Please copy out every line of the data below verbatim, from the first line to the last.

** start Records **

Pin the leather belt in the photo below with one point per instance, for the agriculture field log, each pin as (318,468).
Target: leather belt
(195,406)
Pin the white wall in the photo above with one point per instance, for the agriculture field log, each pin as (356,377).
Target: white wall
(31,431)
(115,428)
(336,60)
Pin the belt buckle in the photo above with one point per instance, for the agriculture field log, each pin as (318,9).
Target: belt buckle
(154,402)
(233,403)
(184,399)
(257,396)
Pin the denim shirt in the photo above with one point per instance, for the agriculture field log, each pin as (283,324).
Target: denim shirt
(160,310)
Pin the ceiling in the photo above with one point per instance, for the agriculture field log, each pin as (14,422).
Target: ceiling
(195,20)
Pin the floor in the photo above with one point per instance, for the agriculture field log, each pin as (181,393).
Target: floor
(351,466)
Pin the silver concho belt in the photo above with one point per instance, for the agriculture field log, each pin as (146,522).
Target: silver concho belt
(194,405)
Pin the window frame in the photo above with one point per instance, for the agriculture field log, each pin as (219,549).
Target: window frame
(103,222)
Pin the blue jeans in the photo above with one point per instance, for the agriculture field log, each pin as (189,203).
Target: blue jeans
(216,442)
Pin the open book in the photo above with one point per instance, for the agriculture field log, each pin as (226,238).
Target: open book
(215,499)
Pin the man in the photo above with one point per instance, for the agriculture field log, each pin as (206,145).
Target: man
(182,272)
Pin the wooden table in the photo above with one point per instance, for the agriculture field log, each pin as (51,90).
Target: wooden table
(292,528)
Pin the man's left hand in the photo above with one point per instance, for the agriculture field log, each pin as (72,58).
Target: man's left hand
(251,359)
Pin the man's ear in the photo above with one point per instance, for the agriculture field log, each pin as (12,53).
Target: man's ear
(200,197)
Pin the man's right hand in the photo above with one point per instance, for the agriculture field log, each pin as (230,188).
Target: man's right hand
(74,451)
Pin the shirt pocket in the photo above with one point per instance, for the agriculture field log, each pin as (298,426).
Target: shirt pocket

** end Records **

Written answer
Pin the leather belt in the photo below with one point per instance, for the agriculture field log, each pin as (318,468).
Target: leather belt
(195,406)
Pin the white wall in the photo above with one point per instance, for the agriculture field log, each pin as (356,377).
Target: white wall
(31,431)
(115,428)
(336,60)
Pin the belt buckle in the photo above with one point per instance, for the agriculture field log, each pin as (318,9).
Target: belt buckle
(154,402)
(233,403)
(184,399)
(257,396)
Pin the denim shirt in the photo above with one point per instance, for the agriculture field log, each pin as (283,324).
Target: denim shirt
(160,310)
Pin the ceiling in the photo above with one point per instance, for the agriculture field log, each pin as (14,422).
Target: ceiling
(195,20)
Pin the floor in the photo above with one point per instance, for the agriculture field log, each pin as (181,393).
Target: floor
(351,466)
Pin the silver concho belt in the photo above with one point per instance, for the agriculture field log, each pin as (146,522).
Target: silver concho belt
(194,405)
Pin the window frame in the photo above with one point per instance, for the agriculture field log, each pin as (219,549).
Target: window frame
(103,222)
Pin the blue jeans in the photo above with one point per instance, for the agriculture field log, each pin as (189,203).
Target: blue jeans
(216,442)
Pin the open book in the photo above with one point per instance, for the agriculture field log, each pin as (226,238).
Target: open book
(215,499)
Pin the man in the photo above with one point per instance, for the agriculture field log, each pin as (206,145).
Target: man
(182,272)
Pin the wooden table in the photo above with one point per instance, for the agriculture field log, each pin as (51,90).
Target: wooden table
(292,528)
Pin the man's left hand in the photo above with one point per instance, for the agriculture field log, each pin as (72,58).
Target: man's left hand
(251,359)
Pin the man's ear in the photo above with one point per instance, for the agriculture field log, each pin as (12,53).
Target: man's ear
(200,197)
Pin the man's right hand in the photo above with one point per instance, for the agriculture field log, each pin as (230,188).
Target: man's right hand
(74,451)
Pin the shirt pocket in the photo above with one point per instance, for the agriculture field log, each pin as (298,426).
Target: shirt pocket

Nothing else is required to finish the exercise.